## Work request:
Will you write out the data exactly, excluding every picture?

(Stored data entries)
────────────────────────────────────────

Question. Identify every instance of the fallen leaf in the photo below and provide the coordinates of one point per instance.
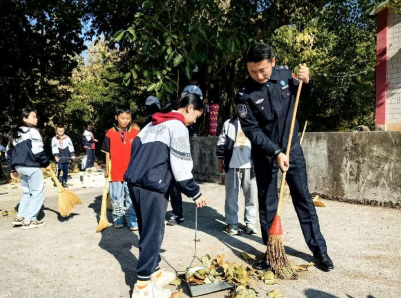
(176, 282)
(300, 268)
(269, 278)
(246, 257)
(275, 294)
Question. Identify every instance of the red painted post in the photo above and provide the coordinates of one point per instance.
(381, 67)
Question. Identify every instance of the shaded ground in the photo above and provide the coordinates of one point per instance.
(66, 258)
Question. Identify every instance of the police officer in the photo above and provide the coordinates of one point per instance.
(265, 106)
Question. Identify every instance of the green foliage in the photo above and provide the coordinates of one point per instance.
(160, 43)
(96, 91)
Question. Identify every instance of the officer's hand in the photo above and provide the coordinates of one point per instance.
(221, 166)
(303, 73)
(283, 162)
(201, 202)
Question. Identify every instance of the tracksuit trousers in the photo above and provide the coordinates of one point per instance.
(150, 208)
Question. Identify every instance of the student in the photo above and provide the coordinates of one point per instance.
(117, 146)
(234, 157)
(25, 158)
(193, 88)
(89, 141)
(63, 152)
(2, 156)
(160, 152)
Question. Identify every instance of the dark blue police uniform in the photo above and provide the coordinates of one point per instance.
(265, 112)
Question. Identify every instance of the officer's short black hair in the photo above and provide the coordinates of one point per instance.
(123, 110)
(258, 52)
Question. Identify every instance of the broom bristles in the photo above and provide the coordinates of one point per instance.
(277, 258)
(67, 201)
(103, 224)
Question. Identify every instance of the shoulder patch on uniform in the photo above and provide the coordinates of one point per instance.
(242, 110)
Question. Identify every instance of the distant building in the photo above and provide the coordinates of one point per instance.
(388, 68)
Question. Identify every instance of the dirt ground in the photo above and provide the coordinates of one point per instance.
(66, 258)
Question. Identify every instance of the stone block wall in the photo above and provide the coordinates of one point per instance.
(360, 167)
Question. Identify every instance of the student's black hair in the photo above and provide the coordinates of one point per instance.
(192, 99)
(122, 110)
(258, 52)
(13, 133)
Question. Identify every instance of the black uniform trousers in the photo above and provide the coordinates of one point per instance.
(150, 208)
(266, 176)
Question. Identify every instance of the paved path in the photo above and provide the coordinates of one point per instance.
(66, 258)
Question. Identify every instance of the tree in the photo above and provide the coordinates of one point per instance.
(335, 38)
(96, 91)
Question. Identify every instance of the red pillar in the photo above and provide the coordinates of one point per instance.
(381, 67)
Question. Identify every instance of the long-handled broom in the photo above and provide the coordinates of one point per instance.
(275, 253)
(103, 221)
(66, 199)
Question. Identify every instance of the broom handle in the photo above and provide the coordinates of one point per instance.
(303, 132)
(59, 186)
(294, 115)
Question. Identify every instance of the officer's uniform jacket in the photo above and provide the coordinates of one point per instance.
(265, 111)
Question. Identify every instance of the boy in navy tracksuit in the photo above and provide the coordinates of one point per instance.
(25, 158)
(63, 152)
(159, 152)
(89, 141)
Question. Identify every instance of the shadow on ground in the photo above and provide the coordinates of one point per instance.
(119, 243)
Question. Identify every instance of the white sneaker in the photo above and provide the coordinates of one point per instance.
(250, 229)
(165, 278)
(26, 225)
(150, 291)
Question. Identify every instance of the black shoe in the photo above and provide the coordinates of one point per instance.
(175, 220)
(262, 265)
(326, 264)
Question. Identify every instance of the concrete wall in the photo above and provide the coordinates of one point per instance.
(360, 167)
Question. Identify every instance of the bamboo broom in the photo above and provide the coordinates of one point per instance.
(275, 253)
(103, 221)
(66, 199)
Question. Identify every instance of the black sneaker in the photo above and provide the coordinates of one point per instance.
(175, 220)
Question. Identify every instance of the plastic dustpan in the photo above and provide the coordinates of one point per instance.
(199, 290)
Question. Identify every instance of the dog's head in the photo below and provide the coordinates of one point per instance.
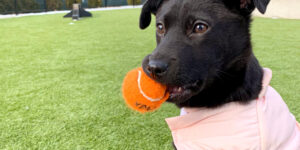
(200, 43)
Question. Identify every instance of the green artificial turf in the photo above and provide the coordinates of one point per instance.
(60, 82)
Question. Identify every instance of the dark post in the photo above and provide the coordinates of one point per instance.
(16, 7)
(45, 5)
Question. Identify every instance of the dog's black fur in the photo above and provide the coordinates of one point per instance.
(214, 67)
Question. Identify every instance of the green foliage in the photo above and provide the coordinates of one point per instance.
(69, 3)
(60, 83)
(54, 4)
(94, 3)
(22, 6)
(134, 2)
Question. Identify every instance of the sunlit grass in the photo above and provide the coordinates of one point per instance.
(60, 82)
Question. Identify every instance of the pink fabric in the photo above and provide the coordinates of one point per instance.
(263, 124)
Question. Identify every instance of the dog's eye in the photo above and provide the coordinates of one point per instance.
(160, 28)
(200, 28)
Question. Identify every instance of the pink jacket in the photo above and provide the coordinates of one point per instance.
(263, 124)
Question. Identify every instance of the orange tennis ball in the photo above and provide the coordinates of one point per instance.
(141, 93)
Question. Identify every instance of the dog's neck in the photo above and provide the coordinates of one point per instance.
(243, 86)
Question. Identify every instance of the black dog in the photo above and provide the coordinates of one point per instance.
(204, 48)
(204, 56)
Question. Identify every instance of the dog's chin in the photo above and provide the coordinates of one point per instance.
(180, 94)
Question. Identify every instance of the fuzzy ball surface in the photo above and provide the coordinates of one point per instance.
(141, 93)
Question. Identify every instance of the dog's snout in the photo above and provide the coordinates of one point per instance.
(156, 68)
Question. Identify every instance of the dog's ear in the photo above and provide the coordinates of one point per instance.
(151, 6)
(246, 7)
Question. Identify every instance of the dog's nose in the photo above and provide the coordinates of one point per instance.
(156, 68)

────────────────────────────────────────

## Response box:
Question. Identify every instance of the fallen leaf in the photo below and provide the coordinates of one point per instance.
(176, 282)
(300, 268)
(269, 278)
(246, 257)
(275, 294)
Question. Identify every instance of the red painted post in the photo above and provide the coordinates of one point per instance.
(381, 67)
Question. Identify every instance of the shaded ground in the photo above and provide the coordinates of one point per instance.
(66, 258)
Question. Identify every instance of the police officer in the photo above and provide the coordinates of one point per instance.
(265, 106)
Question. Identify every instance of the green foliage in the photo above and provide the coordinates of one point per instance.
(160, 43)
(96, 91)
Question. Identify every instance of the officer's hand in the photo above and provide the coordinates of one point per instance.
(221, 166)
(303, 73)
(283, 162)
(201, 202)
Question. Identify every instance of the tracksuit trousers in the photo above and provide the coordinates of one point per instance.
(150, 208)
Question. Identify every instance of the student in the photo above and provide the coordinates of one point per instance.
(117, 146)
(234, 157)
(25, 158)
(193, 88)
(89, 141)
(63, 152)
(2, 156)
(160, 152)
Question. Identify every instance of the dark blue police uniform in the photo above and provide the coordinates of one point per instance.
(265, 112)
Question. Identify every instance of the officer's short black hair in the photo above and provide the coordinates of one point per instance.
(123, 110)
(258, 52)
Question. Identify every instance of the broom bristles in the photo above and provide the coordinates of one point per instance.
(277, 258)
(67, 201)
(103, 224)
Question. Identify every instance of the shoulder patch on uniform in the photo above and provide the coordinates of one point per instance.
(242, 110)
Question. Identify every instance of the distant building in the photo above and provide the coordinates of one point per instance.
(388, 68)
Question. Identify every instance of the dirt ground in the photo above and provide the coordinates of one point per instance.
(66, 258)
Question. Identify every instance of the stone block wall in the photo above and provide the coordinates of one point per instance.
(360, 167)
Question. Identify every instance of the student's black hair in the photo above and provide the coordinates of one point per instance.
(192, 99)
(122, 110)
(258, 52)
(13, 133)
Question. Identify every instance of the black uniform trousers in the photo above and provide the coordinates of one point per instance.
(150, 208)
(266, 176)
Question. Identify every instance of the paved path in the photo above and provide the coordinates of one point per instance.
(66, 258)
Question. Identify every instance of the tree in the photo above and provide the coordinates of one point per instance.
(335, 38)
(96, 91)
Question. Identify every instance of the red pillar in the photo above and provide the coordinates of one point per instance.
(381, 67)
Question. Identify every instance of the long-handled broom in the photo above and provide the coordinates of one point per instance.
(275, 253)
(103, 221)
(66, 199)
Question. Identify every instance of the broom handle in the photo above and provide the coordinates of one point per instance.
(303, 132)
(59, 186)
(294, 115)
Question. Identify every instance of the officer's uniform jacket in the photo above and provide the coordinates of one point per instance.
(265, 111)
Question. Identify every instance of the boy in navy tracksuit in the photo above and provide the coordinates of one point per instance.
(25, 158)
(63, 152)
(159, 152)
(89, 141)
Question. Identify every instance of the shadow on ground in the photo above and provide the coordinates of one point per instance.
(119, 243)
Question. Identify every instance of the white sneaker in the photo above and provide the coordinates of one point per instance.
(250, 229)
(165, 278)
(26, 225)
(150, 291)
Question. Identify every instance of the black shoe in the photo above and provide the coordinates of one point per instance.
(175, 220)
(262, 265)
(326, 264)
Question. Identify every instance of the concrete wall in the photo above and provide the coordinates of one point per instance.
(360, 167)
Question. Identify every instance of the bamboo broom in the photo above and provide the coordinates of one point per instance.
(275, 253)
(103, 221)
(66, 199)
Question. Identify every instance of the black sneaker in the photo above and provide the coordinates of one point per instance.
(175, 220)
Question. Identify every instance of the plastic dustpan in the photo above and provide the coordinates of one point per instance.
(199, 290)
Question. Identify every instance of the dog's head in the photo below and provide the coordinates of one point per instance.
(200, 43)
Question. Identify every instance of the green artificial turf in the photo above and provide the coordinates of one point per instance.
(60, 82)
Question. Identify every instance of the dark post in the photo above and provide the coordinates of one point per instance.
(16, 7)
(45, 5)
Question. Identify every instance of the dog's black fur in the photo above and provide the coordinates of one point per instance.
(214, 67)
Question. Identify every instance of the green foliage in the photo above and provide the coordinates of one point per instance.
(69, 3)
(60, 83)
(54, 4)
(94, 3)
(22, 6)
(134, 2)
Question. Identify every instance of the sunlit grass in the photo above and provide the coordinates of one point per instance.
(60, 82)
Question. Identify every instance of the pink fabric in the photo above and provide the coordinates of one point per instance.
(263, 124)
Question. Identify every instance of the dog's eye in the photo above and provide the coordinates of one point per instance.
(160, 28)
(200, 28)
Question. Identify every instance of the pink jacket in the photo above and provide the coordinates of one point per instance.
(263, 124)
Question. Identify every instance of the orange tennis ball in the photo above and provide the coordinates of one point per instance.
(141, 93)
Question. Identify every instance of the dog's neck in the photo above and provide the coordinates of one point per instance.
(243, 86)
Question. Identify every instance of the black dog in the photo above and provide the coordinates of one point per instance.
(204, 48)
(204, 56)
Question. Identify every instance of the dog's chin in the photo above and provide the coordinates of one point per instance.
(180, 94)
Question. Identify every instance of the fuzzy ball surface in the photo above and provide the coordinates of one point per instance.
(141, 93)
Question. Identify every instance of the dog's snout in the photo above and provide the coordinates of one point per instance.
(156, 68)
Question. Identify every instance of the dog's ear in the photo above and provide the coordinates of one point per instance.
(151, 6)
(246, 7)
Question. Identify every instance of the dog's nose in the photo above and provide the coordinates of one point per instance.
(156, 68)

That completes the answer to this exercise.